### Given task
Convert every line of the rows below into a JSON list of strings, one string per line, leaving out any blank lines.

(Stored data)
▶

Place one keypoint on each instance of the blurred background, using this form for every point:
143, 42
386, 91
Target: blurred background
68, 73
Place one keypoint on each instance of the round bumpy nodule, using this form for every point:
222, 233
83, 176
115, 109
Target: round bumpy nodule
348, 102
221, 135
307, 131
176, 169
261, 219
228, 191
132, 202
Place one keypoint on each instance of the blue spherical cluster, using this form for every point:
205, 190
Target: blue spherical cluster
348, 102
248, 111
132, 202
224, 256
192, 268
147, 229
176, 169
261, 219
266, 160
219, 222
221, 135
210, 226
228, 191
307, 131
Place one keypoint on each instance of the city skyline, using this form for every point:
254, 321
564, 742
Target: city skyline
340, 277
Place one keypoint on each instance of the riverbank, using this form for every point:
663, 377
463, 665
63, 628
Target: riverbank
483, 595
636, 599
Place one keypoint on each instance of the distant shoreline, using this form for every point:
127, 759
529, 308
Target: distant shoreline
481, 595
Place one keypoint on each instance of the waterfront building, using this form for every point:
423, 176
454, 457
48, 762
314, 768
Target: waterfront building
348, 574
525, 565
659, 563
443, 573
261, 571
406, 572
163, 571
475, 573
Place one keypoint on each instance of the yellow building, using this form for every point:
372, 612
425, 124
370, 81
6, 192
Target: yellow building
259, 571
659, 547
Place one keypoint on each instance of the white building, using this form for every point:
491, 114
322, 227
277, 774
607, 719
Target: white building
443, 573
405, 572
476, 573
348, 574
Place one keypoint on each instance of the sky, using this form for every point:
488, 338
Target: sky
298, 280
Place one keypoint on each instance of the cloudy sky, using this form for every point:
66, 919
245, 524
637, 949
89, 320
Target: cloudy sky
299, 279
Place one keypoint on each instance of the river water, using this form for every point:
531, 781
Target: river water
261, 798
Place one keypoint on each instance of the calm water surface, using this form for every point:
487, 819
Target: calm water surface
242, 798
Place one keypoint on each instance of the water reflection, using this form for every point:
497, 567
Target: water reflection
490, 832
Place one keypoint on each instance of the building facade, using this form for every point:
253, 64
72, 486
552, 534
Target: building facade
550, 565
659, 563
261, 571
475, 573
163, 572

◀

### Task solution
[
  "Place one keypoint on each instance of the blurred background, using this form for every point:",
  "143, 42",
  "386, 91",
  "Target: blurred background",
  "68, 73",
  "Place one keypoint on each instance of the round bumpy nodule, using this form for every point:",
  "222, 233",
  "83, 176",
  "115, 109",
  "Target: round bumpy nodule",
  "348, 102",
  "221, 135",
  "307, 131",
  "176, 169",
  "261, 219",
  "228, 191",
  "132, 202",
  "Place one keypoint on each instance of the blue spherical cluster, using this form for every point:",
  "205, 190",
  "Target: blue spherical cluster",
  "348, 102",
  "248, 111",
  "132, 202",
  "224, 256",
  "192, 268",
  "147, 229",
  "176, 169",
  "261, 219",
  "266, 160",
  "219, 222",
  "221, 135",
  "210, 226",
  "228, 191",
  "307, 131",
  "Place one keypoint on each instance of the city skyline, using this form for every point:",
  "254, 321",
  "564, 742",
  "Target: city skyline",
  "340, 277",
  "Place one keypoint on each instance of the riverbank, using this form for every point:",
  "663, 377",
  "463, 665",
  "63, 628",
  "Target: riverbank",
  "483, 595",
  "636, 599",
  "Place one keypoint on each instance of the distant shoreline, using this form for every point:",
  "127, 759",
  "529, 308",
  "Target: distant shoreline",
  "481, 595",
  "Place one keypoint on each instance of the waterfront building, using this form for every point:",
  "423, 176",
  "454, 457",
  "48, 762",
  "314, 768",
  "Target: waterfront building",
  "348, 574",
  "525, 565",
  "659, 563",
  "443, 573",
  "261, 571",
  "406, 572",
  "163, 571",
  "475, 573",
  "Place one keypoint on each instance of the yellow building, using this form for every point:",
  "372, 612",
  "425, 124",
  "370, 81",
  "6, 192",
  "Target: yellow building",
  "259, 571",
  "659, 547",
  "Place one keypoint on each instance of the white building, using this form for every point:",
  "491, 114",
  "322, 227",
  "277, 774",
  "607, 719",
  "Target: white building",
  "443, 573",
  "405, 572",
  "476, 573",
  "348, 574",
  "Place one keypoint on each instance of the sky, using this form for every point:",
  "488, 338",
  "Target: sky",
  "298, 280",
  "Place one keypoint on each instance of the cloudy sky, using this form for every point:",
  "66, 919",
  "245, 524",
  "637, 949",
  "89, 320",
  "Target: cloudy sky",
  "299, 279",
  "Place one keypoint on each instance of the river water, using this form for every point:",
  "531, 781",
  "Target: river water",
  "261, 798",
  "Place one keypoint on each instance of the calm water surface, using this form for every point:",
  "487, 819",
  "Target: calm water surface",
  "242, 798",
  "Place one keypoint on each instance of the water reflection, using this form for every point:",
  "497, 567",
  "Target: water reflection",
  "490, 832",
  "Place one keypoint on each instance of the building facade, using this form for every point:",
  "253, 64",
  "72, 486",
  "552, 534",
  "Target: building facade",
  "550, 565",
  "659, 563",
  "261, 571",
  "475, 573",
  "163, 572"
]